_What you are asked to do_:
Please revise every row below, replacing "this shot" with "this photo" and keeping everything else unchanged. Leave the pictures out of your answer.

--- Start Information shown ---

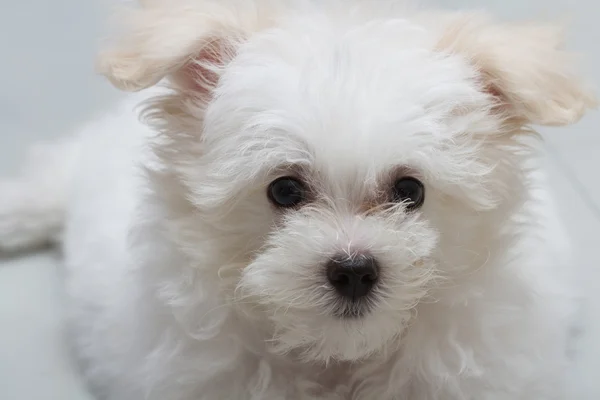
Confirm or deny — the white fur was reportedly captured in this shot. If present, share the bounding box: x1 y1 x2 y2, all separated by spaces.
0 0 593 400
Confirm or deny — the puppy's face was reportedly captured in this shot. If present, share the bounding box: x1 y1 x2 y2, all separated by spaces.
194 21 522 360
99 2 591 361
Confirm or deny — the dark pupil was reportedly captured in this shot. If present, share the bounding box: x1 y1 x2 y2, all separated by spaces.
271 179 303 207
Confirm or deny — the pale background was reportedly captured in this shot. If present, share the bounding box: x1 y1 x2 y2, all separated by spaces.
0 0 600 400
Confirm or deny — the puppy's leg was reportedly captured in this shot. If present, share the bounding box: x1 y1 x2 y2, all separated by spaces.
0 140 77 252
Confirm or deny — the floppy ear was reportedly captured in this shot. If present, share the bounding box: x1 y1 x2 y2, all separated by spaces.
97 0 276 92
439 13 596 125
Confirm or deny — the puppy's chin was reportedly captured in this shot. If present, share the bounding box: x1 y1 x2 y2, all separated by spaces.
270 304 403 363
233 278 412 364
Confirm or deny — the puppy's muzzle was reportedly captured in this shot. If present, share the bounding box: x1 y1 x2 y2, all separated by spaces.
326 254 379 301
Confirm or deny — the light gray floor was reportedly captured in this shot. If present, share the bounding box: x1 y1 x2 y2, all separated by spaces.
0 0 600 400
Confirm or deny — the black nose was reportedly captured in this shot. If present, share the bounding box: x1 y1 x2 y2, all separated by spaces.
327 255 379 300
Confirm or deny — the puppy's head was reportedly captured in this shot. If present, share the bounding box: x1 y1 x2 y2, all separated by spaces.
99 0 594 361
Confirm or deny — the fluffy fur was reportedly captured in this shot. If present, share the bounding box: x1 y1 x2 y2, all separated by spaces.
0 0 594 400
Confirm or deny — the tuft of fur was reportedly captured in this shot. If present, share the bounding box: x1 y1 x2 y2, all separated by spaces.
0 0 595 400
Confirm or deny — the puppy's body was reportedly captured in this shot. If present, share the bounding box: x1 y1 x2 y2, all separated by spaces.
0 0 593 400
58 90 573 400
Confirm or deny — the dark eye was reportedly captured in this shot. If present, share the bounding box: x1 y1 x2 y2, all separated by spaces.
393 177 425 210
268 177 306 208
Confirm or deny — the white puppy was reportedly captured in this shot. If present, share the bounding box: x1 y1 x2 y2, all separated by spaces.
0 0 594 400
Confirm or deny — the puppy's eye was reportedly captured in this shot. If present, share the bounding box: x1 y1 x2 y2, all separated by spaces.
268 177 306 208
393 177 425 211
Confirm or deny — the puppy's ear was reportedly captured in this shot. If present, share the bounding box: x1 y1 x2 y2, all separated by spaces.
97 0 269 92
439 14 597 125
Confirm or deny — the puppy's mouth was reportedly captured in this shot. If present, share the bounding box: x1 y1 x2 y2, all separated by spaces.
332 295 375 320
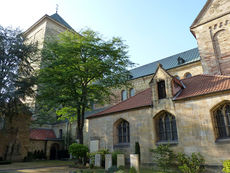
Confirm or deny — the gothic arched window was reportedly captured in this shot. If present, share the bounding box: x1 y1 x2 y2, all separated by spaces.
0 116 5 130
157 112 178 142
157 80 166 99
214 104 230 139
129 88 135 97
117 120 130 144
184 72 192 78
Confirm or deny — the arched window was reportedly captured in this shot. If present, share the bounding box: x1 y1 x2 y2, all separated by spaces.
129 88 135 97
59 129 63 139
117 120 130 144
0 116 5 130
174 75 180 80
156 112 178 142
214 104 230 139
121 90 127 101
184 72 192 78
157 80 166 99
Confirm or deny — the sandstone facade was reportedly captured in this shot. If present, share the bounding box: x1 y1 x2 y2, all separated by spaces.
88 0 230 165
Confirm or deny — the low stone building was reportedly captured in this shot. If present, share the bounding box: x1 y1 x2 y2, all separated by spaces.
29 128 64 160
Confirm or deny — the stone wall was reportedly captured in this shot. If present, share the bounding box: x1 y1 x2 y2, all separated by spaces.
191 0 230 75
89 92 230 165
0 113 31 161
89 107 153 163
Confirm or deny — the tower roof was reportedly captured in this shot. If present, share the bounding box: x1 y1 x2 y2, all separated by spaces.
50 13 74 30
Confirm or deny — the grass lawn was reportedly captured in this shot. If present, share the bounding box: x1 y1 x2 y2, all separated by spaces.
74 168 177 173
0 160 73 171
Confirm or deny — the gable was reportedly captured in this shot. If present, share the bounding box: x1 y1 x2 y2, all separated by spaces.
191 0 230 28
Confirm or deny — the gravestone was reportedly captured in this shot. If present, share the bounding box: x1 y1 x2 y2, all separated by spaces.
94 154 101 167
105 154 112 171
130 154 140 172
117 154 125 168
90 140 99 153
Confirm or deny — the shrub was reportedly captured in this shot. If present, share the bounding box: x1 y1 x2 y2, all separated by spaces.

--- End Information shown ---

_Solution to the problem_:
Confirm or deny — the white fur was reportedly captured in this photo. If present, share the bounding box: x1 y1 x2 y2, all separated by spaces.
0 0 593 400
Confirm or deny — the puppy's face was reportedly captured in this photo. If present, share the bounding box: x1 y1 x2 y2, all separated by spaces.
194 21 522 360
99 2 591 361
Confirm or deny — the dark pupil was reportedly captured in this photo. If present, share the bounding box: x1 y1 x2 y2, all separated by spaces.
271 179 303 207
Confirm or deny — the pale background was reportedly captured in this photo. If present, share the bounding box: x1 y1 x2 y2, all separated by spaces.
0 0 600 400
Confirm or deny — the puppy's leg was reportedly captured in this photo. If present, share the bounding box: x1 y1 x2 y2, all separated by spaces.
0 140 77 252
Confirm or deny — the floppy ear was reportedly captured in this photo. If present, share the bounding box: x1 y1 x2 y2, all separated by spaces.
97 0 276 92
439 13 596 125
Confirm or deny — the puppy's chin was reportedly captured in this photo. If present, share the bounding box: x1 y1 x2 y2, all separated by spaces.
270 304 403 363
233 278 412 364
Confirm or deny — the puppy's muzzle was reportedly captured in this photo. If present, share the bounding box: x1 y1 x2 y2, all separated by spaces.
326 254 379 301
Confirm or deny — the light gray floor was reportedly captured in this photo. If present, share the bounding box: x1 y1 x2 y2, all separated by spaces.
0 0 600 400
Confirm or deny — the black nose was reportedly captured in this photo. If present, share the bounding box: x1 y1 x2 y2, all separated by spaces.
327 255 379 300
Confirm or deny — the puppy's head was reportedly captured in this photo. If present, share the bounding box: x1 y1 x2 y2, all separated by spaces.
99 0 594 361
Confirm or deny — the fluffy fur was reportedly captured in this photo. If present, share the bounding box: x1 y1 x2 y2, all separated by spaces.
0 0 594 400
Confirm or deny — the tuft of fur was reportedly captured in this photo. If present, share the bounding box: x1 y1 x2 y2, all separated by spaces.
0 0 595 400
Confirm or deny — the puppy's body was reportedly captured in this photo. If present, share the bounding box: x1 y1 x2 y2, all separated by spaces.
0 0 593 400
58 90 573 400
Confirm or deny — the dark eye was reportedly captured in this photo. If present, share the bounding box: x1 y1 x2 y2, all separated by spaces.
393 177 425 210
268 177 306 208
Confirm or deny — the white puppy was reportedly captured in this photo. If present, share the bounding box: x1 y1 x2 y2, all separated by spaces.
0 0 594 400
Confirm or deny — the puppy's eye was reportedly captured in this photo. If present, share the bounding box: x1 y1 x2 y2, all separated by spaces.
268 177 306 208
393 177 425 211
Confirm or deny — the puppy's ear was reportedly captured in this photo. If present, share the bounding box: x1 y1 x2 y2, all separated by spaces.
97 0 269 92
439 14 597 125
Confirm or deny — the puppy's mouth was reportedly captured in this photo. If present, share the bounding box: x1 y1 x2 y2, all separated by spaces.
332 295 375 320
Confirm or deny — the gothic arched window was reportedly captured in this photo. If present, share the bounding box: x1 y1 x2 y2, all separated by spaces.
0 116 5 130
157 112 178 142
157 80 166 99
214 104 230 139
129 88 135 97
117 120 130 144
184 72 192 78
Confirm or deny — the arched window was reportedly captured in this photo. If present, share the bounding box: x1 y1 x2 y2, all separated by spaces.
129 88 135 97
59 129 63 139
117 120 130 144
0 116 5 130
174 75 180 80
156 112 178 142
214 104 230 139
121 90 127 101
184 72 192 78
157 80 166 99
Confirm or deny — the sandstone facade was reportedly captured in this photo. If present, share the bounding box: x1 y1 x2 y2, all separated by spaces.
88 0 230 165
Confirm or deny — the low stone building was reportedly captured in this photo. If present, share the bounding box: x1 y1 x2 y2, all separated by spaces.
29 128 64 160
Confirm or deny — the stone wall was reportedly captured in this photo. If present, share the bounding box: x1 y1 x2 y2, all separated by spaces.
191 0 230 75
89 92 230 165
0 113 31 161
89 107 153 163
Confirm or deny — the tower roof was reportedly captured in this photo. If present, share the bounding box: x1 y1 x2 y2, all separated by spaces.
50 13 74 30
Confirm or deny — the grass lawn was reportedly captured in this photo. If present, share the bounding box: x1 y1 x2 y2, all separated by spaces.
74 168 177 173
0 160 73 171
Confirm or deny — the gable was reportedly captured in this photo. If present, share the bounding box: x1 y1 x2 y2, all separated by spaces.
191 0 230 28
Confirm or deny — the gravestone was reportedly captured in this photo. If present, share the bounding box: x1 y1 x2 y2, all separated by spaces.
94 154 101 167
105 154 112 171
130 154 140 172
117 154 125 168
90 140 99 153
Confirm or deny — the shrub was reportedly captured in this photo. If present, share the bounding box: x1 y1 x2 y2, all separated by spaces.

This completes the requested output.